* What is expected: Retype every line of the records below verbatim, with no change to any character, space or line break.

____________________

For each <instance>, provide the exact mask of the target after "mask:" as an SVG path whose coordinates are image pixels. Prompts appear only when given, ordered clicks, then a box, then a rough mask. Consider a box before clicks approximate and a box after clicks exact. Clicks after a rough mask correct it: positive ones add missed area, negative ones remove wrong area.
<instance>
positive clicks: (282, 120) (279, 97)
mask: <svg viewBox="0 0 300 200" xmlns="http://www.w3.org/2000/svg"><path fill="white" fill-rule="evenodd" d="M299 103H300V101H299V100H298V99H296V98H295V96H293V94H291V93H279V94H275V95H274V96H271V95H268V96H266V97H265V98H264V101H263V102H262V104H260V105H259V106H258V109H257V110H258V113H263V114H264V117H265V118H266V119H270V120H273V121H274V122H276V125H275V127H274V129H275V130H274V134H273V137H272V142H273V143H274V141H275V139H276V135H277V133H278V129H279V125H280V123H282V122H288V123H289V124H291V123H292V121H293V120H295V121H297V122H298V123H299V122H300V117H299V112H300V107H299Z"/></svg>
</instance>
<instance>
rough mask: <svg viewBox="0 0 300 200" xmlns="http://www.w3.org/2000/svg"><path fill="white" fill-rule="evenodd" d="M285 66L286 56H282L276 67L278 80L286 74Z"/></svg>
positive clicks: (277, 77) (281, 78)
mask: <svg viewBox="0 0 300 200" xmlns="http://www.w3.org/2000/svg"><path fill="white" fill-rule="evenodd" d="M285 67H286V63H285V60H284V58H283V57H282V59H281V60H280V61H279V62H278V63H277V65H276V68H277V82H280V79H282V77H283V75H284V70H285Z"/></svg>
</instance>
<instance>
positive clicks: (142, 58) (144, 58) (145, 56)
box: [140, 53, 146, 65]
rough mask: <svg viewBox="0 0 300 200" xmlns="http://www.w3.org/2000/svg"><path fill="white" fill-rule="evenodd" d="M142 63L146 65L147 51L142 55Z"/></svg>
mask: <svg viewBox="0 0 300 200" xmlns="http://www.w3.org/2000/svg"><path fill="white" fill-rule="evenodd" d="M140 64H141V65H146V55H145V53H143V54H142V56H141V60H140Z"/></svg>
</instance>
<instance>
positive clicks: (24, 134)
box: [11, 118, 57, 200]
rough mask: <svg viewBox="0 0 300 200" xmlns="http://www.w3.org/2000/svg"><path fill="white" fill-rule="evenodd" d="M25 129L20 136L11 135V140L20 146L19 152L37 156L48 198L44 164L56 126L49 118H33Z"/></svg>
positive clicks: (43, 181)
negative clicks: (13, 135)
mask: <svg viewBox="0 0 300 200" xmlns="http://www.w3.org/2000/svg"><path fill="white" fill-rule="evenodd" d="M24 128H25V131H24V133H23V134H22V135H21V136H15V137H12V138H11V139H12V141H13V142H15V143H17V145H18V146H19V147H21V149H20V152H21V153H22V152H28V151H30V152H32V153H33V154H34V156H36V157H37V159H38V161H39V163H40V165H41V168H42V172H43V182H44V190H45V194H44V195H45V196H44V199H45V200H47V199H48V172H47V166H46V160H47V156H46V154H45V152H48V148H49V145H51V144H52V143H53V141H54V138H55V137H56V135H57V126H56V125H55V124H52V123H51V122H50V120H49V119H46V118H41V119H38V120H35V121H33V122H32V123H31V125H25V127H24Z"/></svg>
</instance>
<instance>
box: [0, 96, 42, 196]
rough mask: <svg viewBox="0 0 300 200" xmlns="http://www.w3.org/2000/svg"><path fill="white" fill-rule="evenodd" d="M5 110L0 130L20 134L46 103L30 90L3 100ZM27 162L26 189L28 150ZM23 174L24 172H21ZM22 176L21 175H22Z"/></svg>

____________________

* Task solution:
For each <instance>, provide the exact mask of the target after "mask:" as an SVG path whose coordinates are image pixels. Prompts appear only when given, ordered clicks, then a box, then a rough mask. Consider a box before clicks approximate and a box after clicks exact. Clicks after a rough mask correct it: positive ones add missed area, negative ones remove wrong area.
<instance>
positive clicks: (282, 120) (279, 97)
mask: <svg viewBox="0 0 300 200" xmlns="http://www.w3.org/2000/svg"><path fill="white" fill-rule="evenodd" d="M299 103H300V101H299V100H298V99H296V98H295V96H293V94H291V93H279V94H275V95H274V96H271V95H268V96H266V97H265V98H264V101H263V102H262V104H260V105H259V106H258V109H257V110H258V113H263V114H264V117H265V118H266V119H270V120H273V121H274V122H276V125H275V127H274V129H275V130H274V134H273V137H272V142H273V143H274V141H275V139H276V135H277V133H278V129H279V125H280V123H282V122H288V123H289V124H291V123H292V121H293V120H295V121H297V122H298V123H299V122H300V117H299V112H300V107H299Z"/></svg>
</instance>
<instance>
rough mask: <svg viewBox="0 0 300 200" xmlns="http://www.w3.org/2000/svg"><path fill="white" fill-rule="evenodd" d="M285 66L286 56H282L276 67L278 80L286 74Z"/></svg>
positive clicks: (277, 77) (281, 78)
mask: <svg viewBox="0 0 300 200" xmlns="http://www.w3.org/2000/svg"><path fill="white" fill-rule="evenodd" d="M285 67H286V63H285V60H284V58H283V57H282V59H281V60H280V61H279V62H278V63H277V65H276V68H277V82H280V79H282V77H283V75H284V70H285Z"/></svg>
</instance>
<instance>
positive clicks: (142, 58) (144, 58) (145, 56)
box: [140, 53, 146, 65]
rough mask: <svg viewBox="0 0 300 200" xmlns="http://www.w3.org/2000/svg"><path fill="white" fill-rule="evenodd" d="M142 63L146 65L147 51L142 55Z"/></svg>
mask: <svg viewBox="0 0 300 200" xmlns="http://www.w3.org/2000/svg"><path fill="white" fill-rule="evenodd" d="M140 64H141V65H146V55H145V53H143V54H142V56H141V60H140Z"/></svg>
</instance>
<instance>
positive clicks: (24, 134)
box: [11, 118, 57, 200]
rough mask: <svg viewBox="0 0 300 200" xmlns="http://www.w3.org/2000/svg"><path fill="white" fill-rule="evenodd" d="M25 129L20 136L11 135V140L20 146L19 152L37 156L48 198L44 164L56 126L49 118H33Z"/></svg>
positive clicks: (43, 181)
negative clicks: (13, 135)
mask: <svg viewBox="0 0 300 200" xmlns="http://www.w3.org/2000/svg"><path fill="white" fill-rule="evenodd" d="M24 128H25V131H24V133H23V134H22V135H21V136H15V137H12V138H11V139H12V141H13V142H15V143H17V145H18V146H19V147H21V149H20V152H21V153H22V152H28V151H30V152H32V153H33V154H34V156H36V157H37V159H38V161H39V163H40V165H41V168H42V172H43V182H44V190H45V194H44V195H45V196H44V199H45V200H47V199H48V172H47V166H46V160H47V156H46V154H45V152H48V148H49V145H51V144H52V143H53V141H54V138H55V137H56V135H57V126H56V125H55V124H52V123H51V122H50V120H49V119H46V118H41V119H38V120H35V121H33V122H32V123H31V125H25V127H24Z"/></svg>
</instance>
<instance>
box: [0, 96, 42, 196]
rough mask: <svg viewBox="0 0 300 200" xmlns="http://www.w3.org/2000/svg"><path fill="white" fill-rule="evenodd" d="M5 110L0 130L20 134L46 103L30 90L3 100ZM27 162L26 189L28 150ZM23 174L24 172H21ZM22 176L21 175H22Z"/></svg>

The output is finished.